### Task brief
List each line in the entries below that contains the string "spire", treating uppercase and lowercase as distinct.

Stored data:
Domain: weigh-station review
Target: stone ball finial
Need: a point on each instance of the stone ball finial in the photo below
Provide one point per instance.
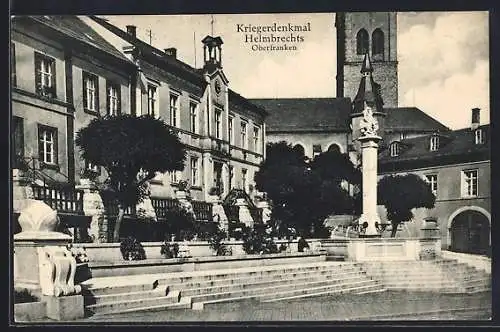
(38, 217)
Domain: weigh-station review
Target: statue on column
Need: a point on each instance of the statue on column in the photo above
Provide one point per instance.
(369, 124)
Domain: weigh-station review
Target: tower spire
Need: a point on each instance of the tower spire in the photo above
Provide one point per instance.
(369, 92)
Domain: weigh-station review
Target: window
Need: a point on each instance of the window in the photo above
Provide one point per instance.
(193, 115)
(113, 98)
(469, 183)
(90, 92)
(394, 149)
(17, 149)
(174, 118)
(316, 150)
(152, 101)
(218, 113)
(47, 144)
(434, 143)
(231, 177)
(479, 138)
(256, 140)
(194, 171)
(244, 142)
(378, 42)
(432, 180)
(45, 76)
(230, 129)
(13, 64)
(91, 167)
(175, 176)
(362, 42)
(244, 179)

### Output for this exercise
Target: tower spire
Need: a point on each instance of the tower spire in the photo above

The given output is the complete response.